◆ **Given text**:
Excerpted from New York Times bestselling book, A Dog Named Leaf by Allen Anderson with Linda Anderson, published by Lyons Press. All Rights Reserved. Reprinted with permission.
Summary of the Story:
Allen and Linda Anderson adopted a traumatized one-year-old cocker spaniel who had been abandoned. Soon, the troubled dog they named “Leaf” turned their home into a war zone. Although Leaf and Allen were forging a friendship with visits to dog parks and bonding time, Leaf’s emotional issues overwhelmed the couple.
Shortly after Leaf’s arrival, Allen, who had spent eight years as a big city police officer and survived so many close calls that Linda called him “Miracle Man,” received a diagnosis from his doctor that made him think his luck had finally run out. Allen had an unruptured brain aneurysm that could be fatal, and the surgery to repair it might leave him debilitated.
A few weeks after Allen’s brain surgery while he was still trying to recover, the following section of the story occurred.
During my healing process Leaf became my channel for viewing and living in the strange post-surgery world where my body could no longer be trusted to do what was necessary. After I was cleared to drive again, I took Leaf to the dog park so both of us could relax. With my frontal lobe still not in total functioning mode, other drivers agitated me. I now understood how a person could be overtaken by road rage.
To my embarrassment, I found myself yelling at drivers who lingered at stoplights. It irritated me that they crossed lanes too close in front of my car, chattered on their cell phones, or indulged in other poor driving habits. Ordinarily I wouldn’t have been fazed much and just made sure I got out of their way.

◆ **Study material**:
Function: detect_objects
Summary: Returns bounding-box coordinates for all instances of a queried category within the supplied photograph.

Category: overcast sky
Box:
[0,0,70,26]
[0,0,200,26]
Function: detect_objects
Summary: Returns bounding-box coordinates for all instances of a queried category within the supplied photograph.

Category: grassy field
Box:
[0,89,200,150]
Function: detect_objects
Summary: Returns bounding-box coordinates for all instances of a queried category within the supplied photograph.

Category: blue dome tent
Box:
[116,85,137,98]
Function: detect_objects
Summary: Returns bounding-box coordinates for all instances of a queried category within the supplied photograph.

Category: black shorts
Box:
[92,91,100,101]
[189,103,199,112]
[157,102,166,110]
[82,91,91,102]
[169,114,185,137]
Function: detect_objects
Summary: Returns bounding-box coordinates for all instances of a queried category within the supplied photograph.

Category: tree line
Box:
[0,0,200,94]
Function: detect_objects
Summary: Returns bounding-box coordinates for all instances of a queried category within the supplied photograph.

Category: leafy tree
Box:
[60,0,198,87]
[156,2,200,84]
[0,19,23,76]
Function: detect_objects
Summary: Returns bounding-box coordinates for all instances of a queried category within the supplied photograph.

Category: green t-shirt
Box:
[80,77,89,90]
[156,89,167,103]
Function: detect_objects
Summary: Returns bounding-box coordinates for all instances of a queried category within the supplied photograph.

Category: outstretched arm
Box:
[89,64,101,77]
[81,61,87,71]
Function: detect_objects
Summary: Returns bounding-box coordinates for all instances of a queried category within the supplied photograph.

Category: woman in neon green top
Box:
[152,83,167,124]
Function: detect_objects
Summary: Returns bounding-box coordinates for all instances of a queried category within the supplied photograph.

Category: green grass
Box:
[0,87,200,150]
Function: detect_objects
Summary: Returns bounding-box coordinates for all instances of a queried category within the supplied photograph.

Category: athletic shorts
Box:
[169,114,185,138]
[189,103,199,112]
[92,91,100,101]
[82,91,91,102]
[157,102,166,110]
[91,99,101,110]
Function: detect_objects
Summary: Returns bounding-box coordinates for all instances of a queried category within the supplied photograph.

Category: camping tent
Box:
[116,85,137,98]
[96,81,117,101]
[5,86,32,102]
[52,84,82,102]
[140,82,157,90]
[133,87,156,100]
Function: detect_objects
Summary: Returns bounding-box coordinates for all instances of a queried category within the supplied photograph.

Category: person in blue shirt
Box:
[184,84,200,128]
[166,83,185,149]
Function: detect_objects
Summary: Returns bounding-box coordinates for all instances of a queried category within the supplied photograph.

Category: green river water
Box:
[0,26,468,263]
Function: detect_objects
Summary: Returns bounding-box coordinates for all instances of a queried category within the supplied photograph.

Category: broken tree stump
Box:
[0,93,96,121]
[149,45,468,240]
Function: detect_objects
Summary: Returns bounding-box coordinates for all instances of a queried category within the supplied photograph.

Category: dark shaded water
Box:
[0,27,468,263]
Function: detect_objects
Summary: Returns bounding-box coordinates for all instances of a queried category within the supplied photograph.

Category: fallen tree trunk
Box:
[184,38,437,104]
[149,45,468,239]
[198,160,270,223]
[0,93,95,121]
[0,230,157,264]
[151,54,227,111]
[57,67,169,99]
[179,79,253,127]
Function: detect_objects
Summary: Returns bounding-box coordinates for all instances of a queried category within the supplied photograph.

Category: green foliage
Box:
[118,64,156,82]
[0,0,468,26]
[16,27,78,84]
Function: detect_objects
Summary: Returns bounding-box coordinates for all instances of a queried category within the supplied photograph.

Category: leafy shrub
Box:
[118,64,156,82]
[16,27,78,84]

◆ **What this exercise asks**:
(1) In the excerpt from A Dog Named Leaf, what nickname did Linda give Allen?
(2) Translate this sentence from the excerpt from A Dog Named Leaf into Spanish: "After I was cleared to drive again, I took Leaf to the dog park so both of us could relax."
(3) Write the next part of the excerpt from A Dog Named Leaf, picking up after its final sentence.

◆ **Activity answers**:
(1) "Miracle Man"

(2) Después de que me autorizaron a volver a conducir, llevé a Leaf al parque para perros para que ambos pudiéramos relajarnos.

(3)
In our car CD player, we keep a recording of around five thousand people chanting the love-filled mantra “HU.” For me, it is an incredibly soothing sound. The voices of all these chanters fluctuate and harmonize into a magnificent, unrehearsed symphony of high vibrational sound. When I’m driving I often push the button on the car stereo system and listen to the uplifting song waft through the speakers. With Leaf in the car, I doubly enjoy the chant, sensing that it also soothes and comforts him.
On this day Leaf watched me from the front seat as my anger erupted at other drivers. I was like someone with Tourette’s syndrome, unable to censor my negative mind talk. After watching me scream
at a bus that stopped frequently in front of my car, Leaf reached his paw over to the CD player. Out of six buttons on the stereo, he firmly pressed the one that allowed the HU CD to play.
The timing, position of his paw, his selection of buttons, and the CD that happened to be in the stereo could have all been coincidental. I didn’t care. I needed it. Consciously or not, I knew Leaf was being God’s messenger for me. His act of compassion had its desired effect. I calmed down and let the chant heal my troubled, aching heart and mind. Gratitude welled up in me. My dog had figured out how to supply exactly what I needed to dissolve a passion of the mind I couldn’t control.
I looked over at him. As if nothing had happened, as if he did this sort of thing every day, his attention returned to the traffic. His curious eyes darted back and forth as he watched cars whiz by. Who was this dog? If I couldn’t register an oncoming vehicle, would he lean over and steer the car out of the way for me too?
Later that day I sat on the living room couch with Leaf in his usual spot. His body draped across my torso, and his head rested on my crossed leg. Although I’d grown over the months to appreciate him at deeper levels, at this moment I experienced an epiphany about our relationship.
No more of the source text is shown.